WORK TO BE COMPLETED:
Transcribe the passage from the Hurricane Katia page extract below that opens with the words containing "Meteorological history" and closes with "1-minute sustained (SSHWS/NWS)".

PAGE EXTRACT:
Meteorological history
- Formed: August 29, 2011
- Extratropical: September 10, 2011
- Dissipated: September 13, 2011

Category 4 major hurricane
- 1-minute sustained (SSHWS/NWS)
- Highest winds: 140 mph (220 km/h)
- Lowest pressure: 942 mbar (hPa); 27.82 inHg

Overall effects
- Fatalities: 3 direct, 1 indirect
- Damage: $157 million (2011 USD)
- Areas affected: Lesser Antilles, East Coast of the United States, United Kingdom, France, Germany, Poland, Latvia, Estonia, Russia
- IBTrACS
- Part of the 2011 Atlantic hurricane season

= Hurricane Katia (2011) =

Category 4 Atlantic hurricane in 2011

Hurricane Katia was a powerful tropical cyclone that had substantial impact across Europe as a post-tropical cyclone. The eleventh named storm, second hurricane, and second major hurricane of the active 2011 Atlantic hurricane season, Katia originated as a tropical depression from a tropical wave over the eastern Atlantic on August 29. It intensified into a tropical storm the following day and further developed into a hurricane by September 1, although unfavorable atmospheric conditions hindered strengthening thereafter. As the storm began to recurve over the western Atlantic, a more hospitable regime allowed Katia to become a major hurricane by September 5 and peak as a Category 4 hurricane with winds of 140 mph that afternoon. Internal core processes, increased wind shear, an impinging cold front, and increasingly cool ocean temperatures all prompted the cyclone to weaken almost immediately after peak, and Katia ultimately transitioned into an extratropical cyclone on September 10.

DATA EXTRACTS:
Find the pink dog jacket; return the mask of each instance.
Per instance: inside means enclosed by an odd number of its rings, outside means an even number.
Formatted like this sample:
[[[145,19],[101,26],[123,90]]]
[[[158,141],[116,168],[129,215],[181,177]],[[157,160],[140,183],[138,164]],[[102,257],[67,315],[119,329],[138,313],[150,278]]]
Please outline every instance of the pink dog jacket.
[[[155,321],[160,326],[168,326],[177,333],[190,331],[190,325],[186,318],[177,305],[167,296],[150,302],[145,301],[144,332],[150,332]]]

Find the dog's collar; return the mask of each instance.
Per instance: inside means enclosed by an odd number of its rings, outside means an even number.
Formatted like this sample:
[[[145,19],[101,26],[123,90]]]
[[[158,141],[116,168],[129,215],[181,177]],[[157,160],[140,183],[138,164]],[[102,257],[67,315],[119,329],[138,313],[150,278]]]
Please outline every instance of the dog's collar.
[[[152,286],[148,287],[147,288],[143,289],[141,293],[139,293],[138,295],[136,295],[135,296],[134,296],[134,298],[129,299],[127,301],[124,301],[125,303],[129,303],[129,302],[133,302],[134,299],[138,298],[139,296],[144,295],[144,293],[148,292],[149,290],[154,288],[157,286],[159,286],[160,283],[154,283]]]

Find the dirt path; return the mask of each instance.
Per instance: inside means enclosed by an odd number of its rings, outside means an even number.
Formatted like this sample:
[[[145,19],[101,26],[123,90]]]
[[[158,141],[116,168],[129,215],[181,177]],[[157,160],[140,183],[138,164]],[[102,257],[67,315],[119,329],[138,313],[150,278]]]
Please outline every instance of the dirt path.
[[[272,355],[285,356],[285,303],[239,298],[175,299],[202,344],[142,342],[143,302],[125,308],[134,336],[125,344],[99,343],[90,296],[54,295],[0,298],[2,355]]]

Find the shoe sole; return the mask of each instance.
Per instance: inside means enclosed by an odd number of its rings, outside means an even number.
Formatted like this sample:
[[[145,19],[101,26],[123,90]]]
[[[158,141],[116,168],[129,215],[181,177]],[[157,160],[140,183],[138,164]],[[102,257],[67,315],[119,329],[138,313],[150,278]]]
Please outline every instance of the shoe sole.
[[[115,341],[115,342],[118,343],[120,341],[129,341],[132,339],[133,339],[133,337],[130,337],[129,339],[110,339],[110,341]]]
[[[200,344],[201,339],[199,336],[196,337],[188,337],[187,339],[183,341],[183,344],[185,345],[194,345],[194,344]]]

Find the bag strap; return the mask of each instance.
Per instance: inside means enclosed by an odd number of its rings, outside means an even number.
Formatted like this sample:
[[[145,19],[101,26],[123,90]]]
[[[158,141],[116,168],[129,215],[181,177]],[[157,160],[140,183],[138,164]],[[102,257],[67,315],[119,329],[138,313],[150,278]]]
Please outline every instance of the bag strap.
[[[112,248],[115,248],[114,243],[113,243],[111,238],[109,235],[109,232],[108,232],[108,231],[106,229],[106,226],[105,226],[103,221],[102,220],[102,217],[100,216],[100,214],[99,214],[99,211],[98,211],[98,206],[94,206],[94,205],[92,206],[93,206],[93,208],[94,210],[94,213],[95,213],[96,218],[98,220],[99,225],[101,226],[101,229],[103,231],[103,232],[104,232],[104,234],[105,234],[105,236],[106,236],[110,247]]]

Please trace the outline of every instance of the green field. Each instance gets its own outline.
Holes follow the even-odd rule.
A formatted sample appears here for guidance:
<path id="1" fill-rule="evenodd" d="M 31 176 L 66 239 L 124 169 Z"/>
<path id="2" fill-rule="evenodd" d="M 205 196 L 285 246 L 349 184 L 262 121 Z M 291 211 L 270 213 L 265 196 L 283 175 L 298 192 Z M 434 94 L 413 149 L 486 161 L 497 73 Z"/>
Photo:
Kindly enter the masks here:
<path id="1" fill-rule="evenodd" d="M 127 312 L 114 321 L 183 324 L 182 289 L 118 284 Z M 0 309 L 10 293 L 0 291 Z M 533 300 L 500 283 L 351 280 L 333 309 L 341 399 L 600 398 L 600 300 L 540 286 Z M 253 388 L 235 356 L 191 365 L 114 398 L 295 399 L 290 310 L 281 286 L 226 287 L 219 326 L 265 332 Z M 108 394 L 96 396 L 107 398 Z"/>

EXPECTED ANSWER:
Meteorological history
- Formed: August 29, 2011
- Extratropical: September 10, 2011
- Dissipated: September 13, 2011

Category 4 major hurricane
- 1-minute sustained (SSHWS/NWS)